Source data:
============
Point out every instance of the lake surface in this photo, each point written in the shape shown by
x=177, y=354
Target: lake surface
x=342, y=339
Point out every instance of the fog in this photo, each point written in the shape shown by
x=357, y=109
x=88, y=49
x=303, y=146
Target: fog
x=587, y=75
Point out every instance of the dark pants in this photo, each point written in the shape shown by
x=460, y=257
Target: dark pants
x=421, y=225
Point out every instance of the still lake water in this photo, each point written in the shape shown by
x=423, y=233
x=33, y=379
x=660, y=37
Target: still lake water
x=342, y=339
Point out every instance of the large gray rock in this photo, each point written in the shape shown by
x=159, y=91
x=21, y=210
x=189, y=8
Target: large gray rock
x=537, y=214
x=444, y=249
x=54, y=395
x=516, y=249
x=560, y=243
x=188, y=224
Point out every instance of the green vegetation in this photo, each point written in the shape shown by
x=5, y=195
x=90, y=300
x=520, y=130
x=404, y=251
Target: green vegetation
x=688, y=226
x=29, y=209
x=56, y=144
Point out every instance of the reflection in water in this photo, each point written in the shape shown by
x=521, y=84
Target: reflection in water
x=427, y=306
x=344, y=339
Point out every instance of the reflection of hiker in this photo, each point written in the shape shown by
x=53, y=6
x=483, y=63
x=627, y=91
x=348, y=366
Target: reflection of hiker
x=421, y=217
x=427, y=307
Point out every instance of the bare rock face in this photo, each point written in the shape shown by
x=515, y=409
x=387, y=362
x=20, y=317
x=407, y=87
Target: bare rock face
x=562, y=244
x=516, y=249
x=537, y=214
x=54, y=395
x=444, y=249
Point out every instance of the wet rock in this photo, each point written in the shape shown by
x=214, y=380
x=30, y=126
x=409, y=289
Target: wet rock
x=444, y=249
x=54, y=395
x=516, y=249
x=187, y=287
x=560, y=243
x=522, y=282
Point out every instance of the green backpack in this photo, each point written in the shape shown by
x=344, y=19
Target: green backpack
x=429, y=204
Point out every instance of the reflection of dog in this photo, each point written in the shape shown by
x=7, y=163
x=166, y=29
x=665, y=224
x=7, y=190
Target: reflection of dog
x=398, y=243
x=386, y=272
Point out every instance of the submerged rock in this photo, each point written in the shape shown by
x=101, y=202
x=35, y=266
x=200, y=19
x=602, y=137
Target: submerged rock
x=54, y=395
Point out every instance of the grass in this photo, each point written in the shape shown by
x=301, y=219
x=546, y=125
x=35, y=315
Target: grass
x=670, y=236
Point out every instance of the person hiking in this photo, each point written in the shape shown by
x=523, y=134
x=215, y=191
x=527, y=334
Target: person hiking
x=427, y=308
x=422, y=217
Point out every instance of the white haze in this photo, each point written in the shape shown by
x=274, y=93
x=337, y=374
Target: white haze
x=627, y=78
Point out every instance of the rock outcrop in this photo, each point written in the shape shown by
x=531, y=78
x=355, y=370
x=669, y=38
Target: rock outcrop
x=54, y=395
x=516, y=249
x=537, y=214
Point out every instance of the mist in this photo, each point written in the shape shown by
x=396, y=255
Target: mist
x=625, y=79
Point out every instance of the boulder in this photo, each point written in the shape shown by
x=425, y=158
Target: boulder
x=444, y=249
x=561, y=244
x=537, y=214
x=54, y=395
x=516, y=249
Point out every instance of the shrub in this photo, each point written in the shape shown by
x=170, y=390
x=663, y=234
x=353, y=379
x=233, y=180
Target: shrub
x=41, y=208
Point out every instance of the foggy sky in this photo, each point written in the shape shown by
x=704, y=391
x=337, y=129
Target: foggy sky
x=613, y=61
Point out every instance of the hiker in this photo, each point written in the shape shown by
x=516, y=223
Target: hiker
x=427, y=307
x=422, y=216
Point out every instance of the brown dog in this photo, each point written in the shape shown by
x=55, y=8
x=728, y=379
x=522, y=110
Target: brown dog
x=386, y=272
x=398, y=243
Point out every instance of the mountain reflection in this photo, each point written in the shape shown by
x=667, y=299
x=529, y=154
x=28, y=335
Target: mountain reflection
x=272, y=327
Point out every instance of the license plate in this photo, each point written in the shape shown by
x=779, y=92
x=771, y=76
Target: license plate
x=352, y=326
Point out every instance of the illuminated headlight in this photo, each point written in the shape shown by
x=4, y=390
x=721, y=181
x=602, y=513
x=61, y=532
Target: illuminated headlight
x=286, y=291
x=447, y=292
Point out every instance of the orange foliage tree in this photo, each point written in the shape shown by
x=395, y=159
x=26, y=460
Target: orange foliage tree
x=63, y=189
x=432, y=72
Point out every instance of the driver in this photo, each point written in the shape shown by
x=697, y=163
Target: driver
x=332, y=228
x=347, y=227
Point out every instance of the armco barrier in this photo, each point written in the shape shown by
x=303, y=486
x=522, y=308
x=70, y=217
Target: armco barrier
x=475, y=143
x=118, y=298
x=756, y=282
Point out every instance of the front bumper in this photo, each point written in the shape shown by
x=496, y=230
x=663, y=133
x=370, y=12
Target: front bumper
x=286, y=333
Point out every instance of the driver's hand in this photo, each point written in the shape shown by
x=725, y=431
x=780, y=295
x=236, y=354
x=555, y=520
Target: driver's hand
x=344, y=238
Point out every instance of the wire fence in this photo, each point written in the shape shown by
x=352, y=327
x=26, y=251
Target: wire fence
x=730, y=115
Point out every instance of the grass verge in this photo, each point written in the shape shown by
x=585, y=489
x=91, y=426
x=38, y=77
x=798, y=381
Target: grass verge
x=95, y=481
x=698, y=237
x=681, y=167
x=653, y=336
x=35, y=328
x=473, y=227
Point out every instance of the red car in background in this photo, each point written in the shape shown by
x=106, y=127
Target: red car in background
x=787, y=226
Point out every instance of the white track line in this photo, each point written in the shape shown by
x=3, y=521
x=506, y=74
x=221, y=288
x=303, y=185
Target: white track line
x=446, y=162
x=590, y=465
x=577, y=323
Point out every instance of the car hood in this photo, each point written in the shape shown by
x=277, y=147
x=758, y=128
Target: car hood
============
▸ **About this task**: Extract all lines of the records above that include "hood".

▸ **Response**:
Point out every instance of the car hood in this photo, each point written in the shape shown by
Target: car hood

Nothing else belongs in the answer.